TEXT PROVIDED:
^^^^
The first such loss that comes to mind is square loss, the same one we use in linear regression. We'll define the square loss as a function of margin:

\[L_2(m) = (m - 1)^2\]

The reason we do this is to get two desired outcomes at important points: at m=1 we want the loss to be 0, since this is actually the correct classification: we only get m=1 when either both y=1 and \hat{y}=1 or when both y=-1 and \hat{y}=-1.

Furthermore, to approximate the 0/1 loss, we want our loss at m=0 to be 1. Here's a plot of the square loss together with 0/1 loss:

0/1 loss and square loss for binary classification

A couple of problems are immediately apparent with the square loss:

  1. It penalizes correct classification as well, in case the margin is very positive. This is not something we want! Ideally, we want the loss to be 0 starting with m=1 and for all subsequent values of m.
  2. It very strongly penalizes outliers. One sample that we misclassified badly can shift the training too much.

We could try to fix these problems by using clamping of some sort, but there is another loss function which serves as a much better approximation to 0/1 loss. It's called "hinge loss":

\[L_h(m) = max(0, 1-m)\]

And its plot, along with the previously shown losses:

0/1 loss, square loss and hinge loss for binary classification

Note that the hinge loss also matches 0/1 loss on the two important points: m=0 and m=1. It also has some nice properties:

  1. It doesn't penalize correct classification after m=1.
  2. It penalizes incorrect classifications, but not as much as square loss.
  3. It's convex (at least where it matters - where the loss is nonzero)! If we get m=-1.5 we can actually examine the loss in its very close vicinity and find a slope we can use to improve the loss. So, unlike 0/1 loss, it's amenable to gradient descent optimization.

There are other loss functions used to train binary classifiers, such as log loss, but I will leave them out of this post.

This is a good place to mention that hinge loss leads naturally to SVMs (support vector machines), an interesting technique I'll leave for some other time.

Finding a classifier with gradient descent

With a loss function in hand, we can use gradient descent to find a good classifier for some data. The procedure is very similar to what we've been doing for linear regression:

Given a loss function, we compute the loss gradient with respect to each \theta and update \theta for the next step:

\[\theta_{j}=\theta_{j}-\eta\frac{\partial L}{\partial \theta_{j}}\]

Where \eta is the learning rate.

Computing gradients for our loss functions, with regularization

The only missing part remaining is computing the gradients for the square and loss hinge functions we've defined. In addition, I'm going to add "L_2 regularization" to the loss as a means to prevent overfitting for the training data. Regularization is an important component of the learning algorithm. L_2 regularization adds the sum of the squares of all parameters to the loss, and thus "tries" to keep parameters low. This way, we don't end up over-emphasizing one or a group of parameters over the others.
^^^^
RECORD LIST:
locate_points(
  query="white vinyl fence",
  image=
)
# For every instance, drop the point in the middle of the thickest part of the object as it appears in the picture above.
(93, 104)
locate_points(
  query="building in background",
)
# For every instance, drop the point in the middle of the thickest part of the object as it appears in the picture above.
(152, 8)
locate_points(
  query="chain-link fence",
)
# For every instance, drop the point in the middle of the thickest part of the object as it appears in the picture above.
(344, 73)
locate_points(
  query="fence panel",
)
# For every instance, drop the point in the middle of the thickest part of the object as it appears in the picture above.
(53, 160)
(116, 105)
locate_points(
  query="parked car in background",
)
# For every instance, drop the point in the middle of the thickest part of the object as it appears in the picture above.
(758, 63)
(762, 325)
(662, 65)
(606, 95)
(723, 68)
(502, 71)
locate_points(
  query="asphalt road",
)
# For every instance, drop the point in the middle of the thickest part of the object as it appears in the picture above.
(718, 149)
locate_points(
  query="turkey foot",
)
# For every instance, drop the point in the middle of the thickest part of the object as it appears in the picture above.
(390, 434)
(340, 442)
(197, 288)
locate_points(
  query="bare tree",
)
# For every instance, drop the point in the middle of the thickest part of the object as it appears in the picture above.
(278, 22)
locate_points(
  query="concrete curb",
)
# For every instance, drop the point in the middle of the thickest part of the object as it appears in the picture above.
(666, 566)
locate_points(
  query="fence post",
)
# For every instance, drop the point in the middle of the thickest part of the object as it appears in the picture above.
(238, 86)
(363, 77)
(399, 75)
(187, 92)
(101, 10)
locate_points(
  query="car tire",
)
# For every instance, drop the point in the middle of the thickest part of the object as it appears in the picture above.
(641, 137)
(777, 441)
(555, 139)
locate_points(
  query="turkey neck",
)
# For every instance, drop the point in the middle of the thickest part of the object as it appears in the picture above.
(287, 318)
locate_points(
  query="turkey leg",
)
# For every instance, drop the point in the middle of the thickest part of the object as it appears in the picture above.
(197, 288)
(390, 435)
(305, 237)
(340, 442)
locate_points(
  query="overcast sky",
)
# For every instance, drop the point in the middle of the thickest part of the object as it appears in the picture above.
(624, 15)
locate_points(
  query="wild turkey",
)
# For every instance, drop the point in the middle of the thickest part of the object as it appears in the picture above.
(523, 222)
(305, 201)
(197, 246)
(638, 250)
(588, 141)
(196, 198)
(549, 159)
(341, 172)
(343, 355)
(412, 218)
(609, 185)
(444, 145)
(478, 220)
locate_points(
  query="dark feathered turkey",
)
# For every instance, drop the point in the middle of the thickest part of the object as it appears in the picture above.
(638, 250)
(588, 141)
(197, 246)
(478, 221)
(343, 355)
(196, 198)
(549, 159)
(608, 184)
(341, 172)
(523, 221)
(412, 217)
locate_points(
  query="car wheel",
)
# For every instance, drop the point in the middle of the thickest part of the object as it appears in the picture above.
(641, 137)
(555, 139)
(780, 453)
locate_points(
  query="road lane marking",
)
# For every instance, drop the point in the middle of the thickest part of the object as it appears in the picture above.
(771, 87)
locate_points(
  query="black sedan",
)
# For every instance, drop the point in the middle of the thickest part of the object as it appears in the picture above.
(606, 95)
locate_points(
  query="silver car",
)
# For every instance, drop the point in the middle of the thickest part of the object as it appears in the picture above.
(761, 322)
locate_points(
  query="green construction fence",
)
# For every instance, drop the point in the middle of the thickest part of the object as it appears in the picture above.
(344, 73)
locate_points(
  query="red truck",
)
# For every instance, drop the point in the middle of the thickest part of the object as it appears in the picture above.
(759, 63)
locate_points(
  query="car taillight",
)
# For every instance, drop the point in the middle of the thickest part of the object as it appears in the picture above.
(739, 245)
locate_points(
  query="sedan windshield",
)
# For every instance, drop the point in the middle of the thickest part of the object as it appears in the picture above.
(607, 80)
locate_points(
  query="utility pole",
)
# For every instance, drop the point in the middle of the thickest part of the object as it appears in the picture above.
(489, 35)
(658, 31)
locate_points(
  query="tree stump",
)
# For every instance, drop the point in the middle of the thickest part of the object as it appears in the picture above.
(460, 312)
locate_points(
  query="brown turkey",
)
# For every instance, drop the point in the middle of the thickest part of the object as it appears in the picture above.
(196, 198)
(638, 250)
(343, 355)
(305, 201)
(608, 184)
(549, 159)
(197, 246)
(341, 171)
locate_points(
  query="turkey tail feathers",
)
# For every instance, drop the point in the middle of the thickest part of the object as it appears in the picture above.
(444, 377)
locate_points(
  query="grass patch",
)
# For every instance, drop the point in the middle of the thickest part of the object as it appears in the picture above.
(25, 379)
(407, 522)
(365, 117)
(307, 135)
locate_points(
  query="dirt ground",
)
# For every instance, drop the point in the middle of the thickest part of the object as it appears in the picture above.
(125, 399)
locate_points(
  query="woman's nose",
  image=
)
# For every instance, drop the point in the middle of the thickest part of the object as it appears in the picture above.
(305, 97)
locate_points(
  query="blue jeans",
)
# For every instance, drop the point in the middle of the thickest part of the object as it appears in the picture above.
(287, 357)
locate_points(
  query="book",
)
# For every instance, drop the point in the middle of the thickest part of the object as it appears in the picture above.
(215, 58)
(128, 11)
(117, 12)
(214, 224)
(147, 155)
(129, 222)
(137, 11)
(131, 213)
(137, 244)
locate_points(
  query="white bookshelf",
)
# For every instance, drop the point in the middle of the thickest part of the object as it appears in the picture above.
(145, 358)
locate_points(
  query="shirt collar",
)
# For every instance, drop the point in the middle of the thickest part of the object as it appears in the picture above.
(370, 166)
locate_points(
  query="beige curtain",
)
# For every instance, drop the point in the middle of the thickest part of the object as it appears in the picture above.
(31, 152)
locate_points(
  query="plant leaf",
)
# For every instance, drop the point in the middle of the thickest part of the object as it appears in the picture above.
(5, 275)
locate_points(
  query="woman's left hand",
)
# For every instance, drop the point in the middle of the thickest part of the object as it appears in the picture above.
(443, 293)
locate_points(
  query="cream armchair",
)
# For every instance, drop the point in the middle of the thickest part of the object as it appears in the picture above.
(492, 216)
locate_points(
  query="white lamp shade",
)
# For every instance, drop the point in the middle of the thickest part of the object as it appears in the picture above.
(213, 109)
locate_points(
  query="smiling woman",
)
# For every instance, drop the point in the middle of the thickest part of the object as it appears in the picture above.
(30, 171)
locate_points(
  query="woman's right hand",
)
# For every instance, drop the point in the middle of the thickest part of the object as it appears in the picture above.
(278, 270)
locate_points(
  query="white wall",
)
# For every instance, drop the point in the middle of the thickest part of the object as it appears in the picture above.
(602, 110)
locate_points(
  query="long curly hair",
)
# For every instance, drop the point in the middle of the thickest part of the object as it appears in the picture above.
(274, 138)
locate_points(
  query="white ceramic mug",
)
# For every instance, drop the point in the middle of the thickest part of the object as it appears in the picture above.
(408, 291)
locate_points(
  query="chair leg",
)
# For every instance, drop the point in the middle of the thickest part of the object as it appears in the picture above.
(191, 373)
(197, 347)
^^^^
In the text on loss functions for binary classification, what does L_2 regularization add to the loss?

The sum of the squares of all parameters.